* _Sayfa alıntısı_

Ölüm Rabıtası

Başta hocaefendilerimiz olmak üzere büyük zatların tasavvuf tanımları, tasavvufun inceliğine dair yazılar, vs...
Post Reply
mnctosman

Ölüm Rabıtası

Post by mnctosman »

ÖLÜM RABITASI

Kur’an ve Sünnet’te emredilen rabıtalardan biri de ölüm rabıtasıdır. Kur’an’da insanı dehşete düşürecek, hayrete sevkedecek ölüm halleri, kıyamet sahneleri ve ahiret manzaraları anlatılmaktadır. Bunlarla kalp dünyadan çekilip ebedi ahiret yurduna yöneltilmek istenmektedir. Rasulullah s.a.v. Efendimiz, Abdullah b. Ömer’e: “Kendini ölmüş ve kabre girmiş say.” (Tirmizî, Ahmed) buyurarak ölüm rabıtasını tavsiye etmiştir. Bu rabıta ile insanın dünyanın boş sevgi ve zevklerinden çekilip ebedi ahiret güzelliklerine yöneleceğini, gafletin gidip kalbin dirileceğini ve günahlardan temizleneceğini haber vermiştir. (Tirmizî, Nesaî, Münavî, Beyhakî)

ALLAH dostları tefekküre büyük önem vermişlerdir. İnsanın terbiyesi, konuşması kadar susmasından da anlaşılır. Ancak, boş konuşma ve kötü düşünce kınandığı gibi, içinde güzel düşünce ve tefekkür olmayan suskunluk da kınanmıştır.

* _Verilen satırlar_
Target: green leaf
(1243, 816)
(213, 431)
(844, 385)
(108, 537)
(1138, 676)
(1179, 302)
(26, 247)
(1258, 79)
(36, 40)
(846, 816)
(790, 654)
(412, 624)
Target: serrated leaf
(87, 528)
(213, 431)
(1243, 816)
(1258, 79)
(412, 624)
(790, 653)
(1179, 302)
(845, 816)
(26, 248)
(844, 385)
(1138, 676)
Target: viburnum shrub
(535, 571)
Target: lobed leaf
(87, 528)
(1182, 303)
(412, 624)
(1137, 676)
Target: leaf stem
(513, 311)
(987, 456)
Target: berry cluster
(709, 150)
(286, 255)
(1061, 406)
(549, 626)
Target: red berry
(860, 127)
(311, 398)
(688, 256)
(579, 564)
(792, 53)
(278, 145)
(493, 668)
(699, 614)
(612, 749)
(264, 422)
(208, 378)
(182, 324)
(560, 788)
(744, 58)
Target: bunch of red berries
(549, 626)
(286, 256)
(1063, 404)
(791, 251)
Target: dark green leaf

* _Üretilecek çıktı_
Sayfa alıntısına göre Rasulullah'ın ölüm rabıtasını tavsiye ederken Abdullah b. Ömer'e söylediği sözü yazın. Satırların sayfa alıntısıyla hiçbir ilgisi yoktur.

* _Beklenen cevap_
"Kendini ölmüş ve kabre girmiş say."